DO THIS:
Return each line of the records below that contains the word "forest". Treat uppercase and lowercase letters as different.

GIVEN INFORMATION:
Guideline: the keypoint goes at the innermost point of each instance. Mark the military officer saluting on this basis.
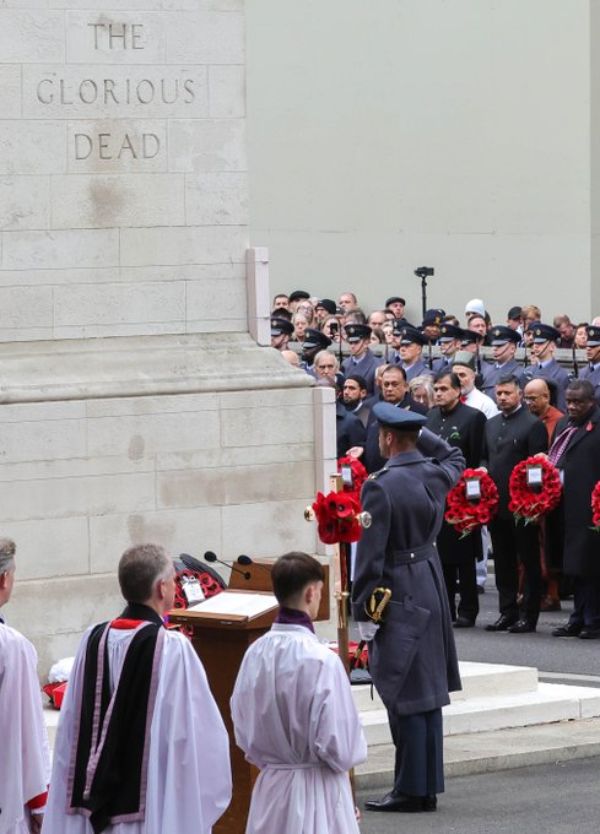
(504, 342)
(412, 655)
(592, 371)
(544, 340)
(361, 360)
(412, 342)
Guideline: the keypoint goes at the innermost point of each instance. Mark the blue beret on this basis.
(543, 332)
(281, 326)
(449, 332)
(593, 336)
(393, 417)
(410, 335)
(357, 332)
(314, 338)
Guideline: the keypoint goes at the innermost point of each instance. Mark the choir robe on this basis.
(189, 773)
(24, 753)
(295, 719)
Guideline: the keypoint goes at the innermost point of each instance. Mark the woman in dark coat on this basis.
(576, 452)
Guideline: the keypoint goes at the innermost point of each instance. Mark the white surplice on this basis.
(295, 719)
(24, 756)
(189, 772)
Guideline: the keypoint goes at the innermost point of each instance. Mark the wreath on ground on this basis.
(337, 512)
(466, 513)
(596, 508)
(528, 503)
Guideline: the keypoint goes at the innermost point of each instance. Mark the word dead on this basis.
(106, 146)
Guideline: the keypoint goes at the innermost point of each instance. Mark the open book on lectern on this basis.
(237, 604)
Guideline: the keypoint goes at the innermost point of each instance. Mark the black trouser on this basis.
(514, 543)
(465, 573)
(419, 741)
(586, 599)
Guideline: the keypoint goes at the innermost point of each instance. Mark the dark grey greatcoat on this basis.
(413, 657)
(569, 526)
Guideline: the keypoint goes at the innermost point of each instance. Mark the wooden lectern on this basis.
(223, 628)
(257, 577)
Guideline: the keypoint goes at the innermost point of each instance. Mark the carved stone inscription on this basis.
(112, 93)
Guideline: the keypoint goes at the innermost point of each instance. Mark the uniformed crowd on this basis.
(498, 413)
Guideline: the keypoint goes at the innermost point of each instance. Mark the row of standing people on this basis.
(521, 419)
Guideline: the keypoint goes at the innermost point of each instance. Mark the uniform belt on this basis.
(417, 554)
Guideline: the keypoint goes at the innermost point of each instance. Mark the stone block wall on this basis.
(123, 195)
(80, 480)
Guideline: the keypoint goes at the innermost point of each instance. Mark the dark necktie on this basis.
(559, 446)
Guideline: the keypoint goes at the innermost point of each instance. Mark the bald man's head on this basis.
(537, 396)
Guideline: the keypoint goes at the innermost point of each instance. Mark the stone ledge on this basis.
(139, 366)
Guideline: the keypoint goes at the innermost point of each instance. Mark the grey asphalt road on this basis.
(561, 799)
(568, 656)
(567, 660)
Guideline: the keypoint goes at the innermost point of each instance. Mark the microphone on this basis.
(209, 556)
(248, 560)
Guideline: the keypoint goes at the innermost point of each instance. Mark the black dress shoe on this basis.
(522, 627)
(503, 623)
(403, 804)
(568, 630)
(464, 622)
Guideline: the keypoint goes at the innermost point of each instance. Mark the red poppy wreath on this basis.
(469, 508)
(596, 508)
(533, 498)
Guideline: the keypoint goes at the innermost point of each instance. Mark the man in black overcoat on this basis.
(576, 452)
(412, 657)
(510, 437)
(394, 389)
(463, 427)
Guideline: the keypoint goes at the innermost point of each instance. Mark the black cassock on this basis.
(463, 428)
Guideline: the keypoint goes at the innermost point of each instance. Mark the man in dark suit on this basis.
(463, 427)
(412, 655)
(576, 452)
(354, 397)
(510, 437)
(412, 342)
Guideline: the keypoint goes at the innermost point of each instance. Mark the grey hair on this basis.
(139, 568)
(7, 555)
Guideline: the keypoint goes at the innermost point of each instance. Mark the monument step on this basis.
(550, 703)
(492, 751)
(478, 679)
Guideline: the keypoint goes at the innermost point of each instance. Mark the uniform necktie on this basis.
(559, 446)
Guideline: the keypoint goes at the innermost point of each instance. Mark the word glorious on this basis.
(108, 91)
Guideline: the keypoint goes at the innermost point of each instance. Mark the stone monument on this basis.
(139, 401)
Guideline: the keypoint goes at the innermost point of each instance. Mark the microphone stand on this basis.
(424, 294)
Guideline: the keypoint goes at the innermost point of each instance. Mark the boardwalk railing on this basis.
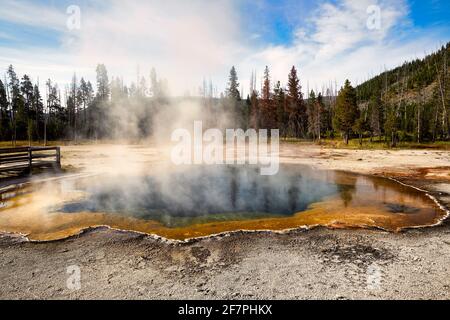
(25, 159)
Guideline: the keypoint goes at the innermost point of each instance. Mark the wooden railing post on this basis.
(30, 160)
(58, 157)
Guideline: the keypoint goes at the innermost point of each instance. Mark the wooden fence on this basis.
(28, 158)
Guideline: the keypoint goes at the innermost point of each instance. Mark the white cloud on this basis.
(189, 40)
(337, 44)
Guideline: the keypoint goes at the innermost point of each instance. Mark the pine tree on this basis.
(295, 106)
(267, 112)
(280, 106)
(346, 111)
(102, 83)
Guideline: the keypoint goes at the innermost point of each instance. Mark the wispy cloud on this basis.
(189, 40)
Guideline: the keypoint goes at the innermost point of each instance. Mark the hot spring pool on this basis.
(187, 202)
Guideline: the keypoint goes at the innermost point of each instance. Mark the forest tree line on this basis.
(408, 103)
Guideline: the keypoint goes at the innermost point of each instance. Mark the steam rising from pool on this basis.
(193, 201)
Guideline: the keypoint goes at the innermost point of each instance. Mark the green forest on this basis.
(409, 103)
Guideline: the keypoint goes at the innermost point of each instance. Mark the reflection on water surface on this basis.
(196, 201)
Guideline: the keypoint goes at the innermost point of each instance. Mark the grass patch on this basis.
(371, 145)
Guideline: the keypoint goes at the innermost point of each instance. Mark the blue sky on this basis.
(187, 41)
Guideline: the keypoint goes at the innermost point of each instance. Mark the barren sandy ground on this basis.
(315, 264)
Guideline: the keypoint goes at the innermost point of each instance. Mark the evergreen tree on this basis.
(233, 85)
(375, 112)
(267, 113)
(346, 111)
(280, 105)
(4, 118)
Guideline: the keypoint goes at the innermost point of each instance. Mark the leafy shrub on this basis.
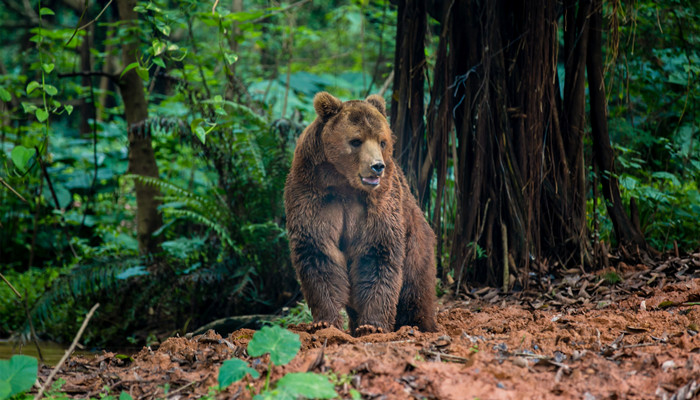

REPLY TO THE EXERCISE:
Guideline: the keypoint goes at the innermost point of each instance. Mark the forest tree line on this basis.
Guideline: the keypoint goes at the innermost point of each instance. Mark the green forest on this basis.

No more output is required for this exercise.